→ **RECORD EXCERPTS**:
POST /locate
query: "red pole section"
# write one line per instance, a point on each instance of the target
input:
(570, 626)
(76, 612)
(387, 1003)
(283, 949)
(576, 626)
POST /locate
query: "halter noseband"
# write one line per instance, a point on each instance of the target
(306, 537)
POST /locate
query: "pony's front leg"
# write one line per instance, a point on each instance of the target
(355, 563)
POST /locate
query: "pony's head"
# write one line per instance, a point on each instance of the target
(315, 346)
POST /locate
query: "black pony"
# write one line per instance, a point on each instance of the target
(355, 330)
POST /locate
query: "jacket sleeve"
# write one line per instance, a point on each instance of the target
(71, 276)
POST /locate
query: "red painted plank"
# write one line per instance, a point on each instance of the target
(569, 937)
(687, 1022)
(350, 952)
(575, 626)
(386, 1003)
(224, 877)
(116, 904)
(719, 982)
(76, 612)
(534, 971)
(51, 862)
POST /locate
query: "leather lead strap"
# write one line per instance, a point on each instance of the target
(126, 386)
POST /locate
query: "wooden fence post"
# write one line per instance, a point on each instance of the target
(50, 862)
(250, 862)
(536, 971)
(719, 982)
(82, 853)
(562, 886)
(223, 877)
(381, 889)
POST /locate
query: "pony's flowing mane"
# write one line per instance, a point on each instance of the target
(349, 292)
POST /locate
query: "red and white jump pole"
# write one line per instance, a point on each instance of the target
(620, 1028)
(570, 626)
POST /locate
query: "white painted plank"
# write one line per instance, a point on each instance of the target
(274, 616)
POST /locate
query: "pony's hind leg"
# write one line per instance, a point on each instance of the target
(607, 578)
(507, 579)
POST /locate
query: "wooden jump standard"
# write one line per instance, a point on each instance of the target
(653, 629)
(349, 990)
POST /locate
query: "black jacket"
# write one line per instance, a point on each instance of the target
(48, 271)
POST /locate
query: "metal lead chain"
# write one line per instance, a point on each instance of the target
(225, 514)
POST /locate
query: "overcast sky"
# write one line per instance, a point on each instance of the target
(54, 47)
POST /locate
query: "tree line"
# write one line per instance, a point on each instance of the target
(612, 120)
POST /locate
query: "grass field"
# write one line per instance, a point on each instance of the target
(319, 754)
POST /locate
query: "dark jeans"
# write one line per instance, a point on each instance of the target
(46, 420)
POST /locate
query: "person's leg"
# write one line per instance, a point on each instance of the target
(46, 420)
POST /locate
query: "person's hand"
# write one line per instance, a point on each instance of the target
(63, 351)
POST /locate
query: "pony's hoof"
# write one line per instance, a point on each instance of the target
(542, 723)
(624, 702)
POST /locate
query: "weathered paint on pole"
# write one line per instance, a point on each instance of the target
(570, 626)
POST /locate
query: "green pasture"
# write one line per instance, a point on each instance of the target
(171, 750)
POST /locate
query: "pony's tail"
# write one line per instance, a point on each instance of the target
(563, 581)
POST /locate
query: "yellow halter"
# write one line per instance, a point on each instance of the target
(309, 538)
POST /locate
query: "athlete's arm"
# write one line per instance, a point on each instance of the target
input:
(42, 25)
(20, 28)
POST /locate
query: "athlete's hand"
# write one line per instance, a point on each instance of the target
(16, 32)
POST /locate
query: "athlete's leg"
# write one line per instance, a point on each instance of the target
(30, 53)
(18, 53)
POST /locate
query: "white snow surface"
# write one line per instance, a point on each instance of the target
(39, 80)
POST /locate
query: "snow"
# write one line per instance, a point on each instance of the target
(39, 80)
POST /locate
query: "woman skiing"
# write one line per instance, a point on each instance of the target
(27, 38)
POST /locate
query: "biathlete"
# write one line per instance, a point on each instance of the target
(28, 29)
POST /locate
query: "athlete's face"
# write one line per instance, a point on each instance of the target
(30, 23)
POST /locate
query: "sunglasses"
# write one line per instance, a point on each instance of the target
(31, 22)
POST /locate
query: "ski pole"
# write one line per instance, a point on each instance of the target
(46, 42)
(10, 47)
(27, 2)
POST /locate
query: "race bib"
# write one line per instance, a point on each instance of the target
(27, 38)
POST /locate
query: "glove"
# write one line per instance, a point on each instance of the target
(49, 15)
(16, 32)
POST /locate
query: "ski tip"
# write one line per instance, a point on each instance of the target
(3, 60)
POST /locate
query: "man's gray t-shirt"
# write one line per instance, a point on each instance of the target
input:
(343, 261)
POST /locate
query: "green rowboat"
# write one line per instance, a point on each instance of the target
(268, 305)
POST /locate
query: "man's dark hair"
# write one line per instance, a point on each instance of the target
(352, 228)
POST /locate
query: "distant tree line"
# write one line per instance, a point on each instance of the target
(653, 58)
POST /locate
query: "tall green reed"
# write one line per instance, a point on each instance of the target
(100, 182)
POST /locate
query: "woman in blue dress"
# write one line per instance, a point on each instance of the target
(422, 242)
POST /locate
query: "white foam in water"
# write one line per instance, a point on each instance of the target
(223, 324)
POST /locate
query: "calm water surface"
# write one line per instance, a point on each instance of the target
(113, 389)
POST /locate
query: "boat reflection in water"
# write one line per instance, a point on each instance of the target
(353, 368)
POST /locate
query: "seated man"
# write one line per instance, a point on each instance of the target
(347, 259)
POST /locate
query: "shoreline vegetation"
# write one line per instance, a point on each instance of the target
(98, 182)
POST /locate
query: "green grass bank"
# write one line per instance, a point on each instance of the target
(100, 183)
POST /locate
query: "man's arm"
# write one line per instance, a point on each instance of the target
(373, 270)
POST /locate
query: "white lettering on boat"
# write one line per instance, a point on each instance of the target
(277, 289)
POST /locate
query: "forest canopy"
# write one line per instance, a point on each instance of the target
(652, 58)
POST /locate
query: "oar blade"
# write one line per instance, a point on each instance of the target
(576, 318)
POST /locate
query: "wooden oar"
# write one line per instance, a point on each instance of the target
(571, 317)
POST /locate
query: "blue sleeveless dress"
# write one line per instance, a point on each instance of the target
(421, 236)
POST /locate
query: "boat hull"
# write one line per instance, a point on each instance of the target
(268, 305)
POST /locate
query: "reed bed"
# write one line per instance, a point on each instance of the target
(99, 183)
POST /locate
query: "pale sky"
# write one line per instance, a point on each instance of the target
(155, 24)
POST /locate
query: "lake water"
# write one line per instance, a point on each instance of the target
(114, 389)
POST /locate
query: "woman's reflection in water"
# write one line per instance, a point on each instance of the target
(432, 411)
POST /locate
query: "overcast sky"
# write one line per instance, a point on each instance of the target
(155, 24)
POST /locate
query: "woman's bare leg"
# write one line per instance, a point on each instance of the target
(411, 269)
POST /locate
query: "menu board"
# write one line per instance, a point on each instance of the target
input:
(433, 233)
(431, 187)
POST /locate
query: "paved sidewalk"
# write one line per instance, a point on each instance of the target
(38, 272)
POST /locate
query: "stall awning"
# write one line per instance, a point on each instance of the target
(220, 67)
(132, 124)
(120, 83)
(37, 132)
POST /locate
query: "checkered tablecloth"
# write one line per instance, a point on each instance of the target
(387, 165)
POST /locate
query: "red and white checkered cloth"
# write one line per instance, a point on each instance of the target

→ **INSTRUCTIONS TO FOLLOW**:
Copy every line of the records word for word.

→ **RIGHT ANSWER**:
POST /locate
query: "red pole section"
# write one line per instance, a point on each instance of the target
input:
(570, 626)
(76, 612)
(387, 1003)
(283, 949)
(576, 626)
POST /locate
query: "halter noseband"
# write one line per instance, a point on each instance of the target
(306, 537)
POST /locate
query: "pony's front leg"
# write one line per instance, a point on each instance of the target
(355, 563)
POST /locate
query: "pony's head"
# write one line per instance, a point on each instance of the target
(315, 346)
POST /locate
query: "black pony"
# write one line per instance, a point on each instance of the target
(355, 330)
POST /locate
query: "jacket sleeve"
# write one line per instance, a point on each instance of the target
(71, 276)
POST /locate
query: "red painted plank"
# write one line per instance, a point on each instance of the target
(569, 937)
(687, 1022)
(350, 952)
(575, 626)
(386, 1003)
(224, 877)
(116, 904)
(719, 982)
(76, 612)
(534, 971)
(51, 862)
POST /locate
query: "leather lead strap"
# write one line per instance, a point on each instance of the target
(126, 386)
POST /locate
query: "wooden fence post"
# write one line per instance, a point on each instance of the target
(50, 862)
(250, 862)
(536, 971)
(719, 982)
(82, 853)
(562, 886)
(223, 877)
(381, 889)
POST /locate
query: "pony's flowing mane"
# write one line per instance, a point on each instance of the target
(349, 292)
POST /locate
query: "red and white jump pole"
# write one line per instance, a point on each instance of the target
(620, 1028)
(570, 626)
POST /locate
query: "white painted plank"
# write one line per instance, a point on each instance of the target
(274, 616)
POST /locate
query: "pony's hind leg"
# write one line per instance, a point on each instance of the target
(607, 578)
(507, 579)
POST /locate
query: "wooden jump standard"
# write one line per instance, a point on each instance of the target
(653, 629)
(349, 990)
POST /locate
query: "black jacket"
# write one line per instance, a point on each instance of the target
(48, 271)
POST /locate
query: "metal lead chain"
# write one line per instance, a point on each instance of the target
(225, 514)
POST /locate
query: "overcast sky"
# write one line per instance, a point on each instance of the target
(54, 47)
POST /locate
query: "tree line"
# write one line per instance, a point on each instance of the target
(612, 120)
POST /locate
query: "grass field"
# write one line per instance, a point on each instance of the target
(319, 754)
POST /locate
query: "dark jeans"
# write one line per instance, a point on each instance of the target
(46, 420)
POST /locate
query: "person's leg"
# write one line per instance, a point on each instance of the target
(46, 420)
POST /locate
query: "person's hand"
# write one line per instance, a point on each instance of the target
(63, 351)
POST /locate
query: "pony's hoof"
# write one line per instance, a point on each instance of the target
(542, 723)
(624, 702)
POST /locate
query: "weathered paint on pole"
# write one line per instance, a point on each instance of the target
(570, 626)
POST /locate
query: "green pasture"
# write one line per instance, a point on each instance of the target
(171, 750)
POST /locate
query: "pony's tail"
# write one line per instance, a point on each instance of the target
(563, 581)
POST /locate
query: "yellow halter"
# write one line per instance, a point on each instance of the target
(309, 538)
POST /locate
query: "athlete's arm"
# write one line per instance, a point on each instance of the target
input:
(42, 25)
(20, 28)
POST /locate
query: "athlete's hand"
# write one line per instance, a point on each instance of the target
(16, 32)
POST /locate
query: "athlete's leg"
# write one line per instance, a point on each instance of the target
(30, 53)
(18, 53)
POST /locate
query: "white snow surface"
# write one line per instance, a point on each instance of the target
(39, 80)
POST /locate
query: "snow"
# write one line per instance, a point on each instance of the target
(39, 80)
POST /locate
query: "woman skiing"
# write one line per instance, a point on each instance of the target
(27, 38)
POST /locate
query: "biathlete"
# write one line per instance, a point on each instance of the target
(28, 29)
POST /locate
query: "athlete's face"
# write one line per instance, a point on each instance of the target
(30, 23)
POST /locate
query: "sunglasses"
# write one line per instance, a point on each instance of the target
(31, 22)
POST /locate
query: "ski pole"
# write one line per instance, a point on each instance of the target
(46, 42)
(10, 47)
(27, 2)
POST /locate
query: "race bib"
# write one line per instance, a point on each instance of the target
(27, 38)
POST /locate
query: "glove"
# write one line per instance, a point on each instance of the target
(49, 15)
(16, 32)
POST /locate
query: "ski tip"
# write one line per instance, a point on each instance of the target
(3, 60)
POST /locate
query: "man's gray t-shirt"
# write one line per instance, a point on each instance of the target
input:
(343, 261)
POST /locate
query: "green rowboat"
# write one line per instance, a point on each instance of the target
(268, 305)
POST /locate
query: "man's dark hair"
# write one line per instance, a point on each instance of the target
(352, 228)
POST /locate
query: "distant tree line"
# write one line per instance, a point on each instance of the target
(653, 58)
POST /locate
query: "tall green reed"
# write one line per instance, a point on each instance of the target
(100, 182)
POST /locate
query: "woman in blue dress"
# write one line per instance, a point on each instance of the target
(422, 242)
POST /locate
query: "white foam in water"
# write one line per instance, a point on each instance of the target
(223, 324)
POST /locate
query: "calm water surface"
# write one line per instance, a point on each instance of the target
(113, 389)
POST /locate
query: "boat reflection in water"
# write one line per instance, a point on each instance of the target
(353, 368)
POST /locate
query: "seated man"
# write one line per instance, a point on each instance of the target
(347, 259)
POST /locate
query: "shoreline vegetation"
# write one line per instance, a point on each instance of the target
(98, 182)
POST /locate
query: "green grass bank"
# write one line per instance, a point on each instance of the target
(100, 183)
POST /locate
query: "man's arm"
# write one line per instance, a point on each instance of the target
(373, 270)
POST /locate
query: "white lettering on boat"
# write one line per instance, a point on each instance of the target
(277, 289)
POST /locate
query: "forest canopy"
# write one line per instance, a point on each instance of the target
(652, 58)
POST /locate
query: "oar blade"
# write one line per instance, a point on each instance of the target
(576, 318)
POST /locate
query: "wooden oar"
# write one line per instance, a point on each instance of the target
(571, 317)
POST /locate
query: "blue sleeveless dress"
# write one line per instance, a point on each instance of the target
(421, 236)
POST /locate
query: "boat hull"
# write one line per instance, a point on each instance of the target
(268, 305)
POST /locate
query: "reed bed"
# write one line per instance, a point on each instance of the target
(99, 183)
POST /locate
query: "pale sky"
# write one line per instance, a point on each instance of the target
(155, 24)
POST /locate
query: "lake water"
# write one line per instance, a point on each instance of the target
(114, 389)
POST /locate
query: "woman's reflection in water"
# write one line per instance, a point on each instance of the target
(432, 411)
POST /locate
query: "overcast sky"
# write one line per instance, a point on each instance of the target
(155, 24)
POST /locate
query: "woman's bare leg"
# write one line per instance, a point on each instance of the target
(411, 269)
POST /locate
query: "menu board"
# write one line per instance, a point on each instance of the target
input:
(433, 233)
(431, 187)
POST /locate
query: "paved sidewalk"
# write one line per instance, a point on each instance of the target
(38, 272)
POST /locate
query: "stall awning"
# write one line per instance, a point on each instance of the target
(220, 67)
(132, 124)
(120, 83)
(37, 132)
POST /locate
query: "checkered tablecloth"
# write one line per instance, a point on each instance of the target
(387, 165)
POST /locate
query: "red and white checkered cloth"
# write one line per instance, a point on each instance of the target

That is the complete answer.